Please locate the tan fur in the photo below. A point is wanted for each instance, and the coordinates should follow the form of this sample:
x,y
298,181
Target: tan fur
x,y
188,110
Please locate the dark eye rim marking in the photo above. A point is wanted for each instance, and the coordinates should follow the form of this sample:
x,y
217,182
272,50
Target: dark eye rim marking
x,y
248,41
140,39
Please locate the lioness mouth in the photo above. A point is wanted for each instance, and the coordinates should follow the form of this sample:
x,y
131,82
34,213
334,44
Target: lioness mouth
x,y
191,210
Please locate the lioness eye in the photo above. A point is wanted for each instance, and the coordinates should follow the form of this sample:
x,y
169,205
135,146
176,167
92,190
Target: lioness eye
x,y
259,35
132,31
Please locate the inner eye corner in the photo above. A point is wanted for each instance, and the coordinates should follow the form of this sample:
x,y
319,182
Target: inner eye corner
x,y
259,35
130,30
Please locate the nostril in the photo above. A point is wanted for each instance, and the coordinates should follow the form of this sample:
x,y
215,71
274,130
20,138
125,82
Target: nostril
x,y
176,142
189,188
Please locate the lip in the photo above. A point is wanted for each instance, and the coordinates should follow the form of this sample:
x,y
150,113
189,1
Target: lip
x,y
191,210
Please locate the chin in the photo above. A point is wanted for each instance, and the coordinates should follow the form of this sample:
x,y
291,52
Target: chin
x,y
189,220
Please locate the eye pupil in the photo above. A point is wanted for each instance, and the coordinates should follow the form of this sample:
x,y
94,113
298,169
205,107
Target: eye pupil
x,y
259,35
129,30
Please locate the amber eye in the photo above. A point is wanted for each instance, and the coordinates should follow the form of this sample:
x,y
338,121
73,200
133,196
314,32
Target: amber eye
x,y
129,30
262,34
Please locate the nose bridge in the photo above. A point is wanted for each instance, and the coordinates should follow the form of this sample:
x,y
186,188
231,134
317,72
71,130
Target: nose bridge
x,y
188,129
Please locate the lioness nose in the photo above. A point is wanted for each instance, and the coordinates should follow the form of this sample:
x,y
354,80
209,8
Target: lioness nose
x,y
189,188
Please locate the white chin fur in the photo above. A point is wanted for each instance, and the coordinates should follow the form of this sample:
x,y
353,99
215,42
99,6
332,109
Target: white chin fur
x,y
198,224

________________________________________

**What to work on:** Make an exact copy of every record in the listing.

**Solution to this problem:**
Please locate the tan fur in the photo below. A point is wanted for each instance, and the coordinates should follow the form of this sample:
x,y
298,181
Target: tan fur
x,y
188,110
Please locate the dark eye rim marking in the photo above. A point is wanted for each instance, and the coordinates should follow the form of this sample:
x,y
217,182
272,50
Target: dark eye rim marking
x,y
248,41
140,39
Please locate the lioness mouth in the photo above. A point is wanted for each instance, and the coordinates should follow the form of this sample:
x,y
131,82
34,213
334,44
Target: lioness mouth
x,y
191,210
Please locate the lioness eye in the photo above. A point is wanted for each instance, and the coordinates should follow the form of this sample:
x,y
169,205
135,146
176,167
92,190
Target: lioness eye
x,y
259,35
132,31
Please locate the inner eye corner in the photo above. A point is wanted for each instance, and the coordinates should follow the form of this sample:
x,y
319,182
Target: inner eye corner
x,y
259,35
130,30
Please locate the nostril in the photo above. A point is wanted for each instance, and the coordinates should follow the form of this sample:
x,y
215,71
274,130
20,138
125,82
Target: nostril
x,y
176,142
189,188
Please locate the lip in the photo above. A point is wanted for each instance, and the coordinates should follow the form of this sample:
x,y
150,113
189,1
Target: lip
x,y
191,210
Please locate the chin in the photo above. A point is wanted for each instance, and the coordinates should follow the form of this sample:
x,y
291,52
Target: chin
x,y
189,220
Please locate the eye pupil in the photo above. A point is wanted for each instance, and the coordinates should follow the form of this sample:
x,y
94,113
298,169
205,107
Target: eye pupil
x,y
259,35
129,30
Please locate the amber eye in the photo above. A point is wanted for each instance, and the coordinates should follow the form of this sample:
x,y
338,121
73,200
133,196
314,32
Target: amber eye
x,y
129,30
262,34
Please locate the nose bridge in the photo above. A point is wanted for each instance, and the coordinates should follow the form of this sample:
x,y
186,188
231,134
317,72
71,130
Target: nose bridge
x,y
188,129
Please locate the lioness nose in the photo above. A point is wanted for each instance, and the coordinates should follow the form of this sample:
x,y
354,80
209,8
Target: lioness nose
x,y
189,188
Please locate the white chin fur in the photo above. A point is wanted for each instance, and the coordinates should follow the form of this sample:
x,y
353,99
215,42
99,6
332,109
Target: white chin fur
x,y
198,224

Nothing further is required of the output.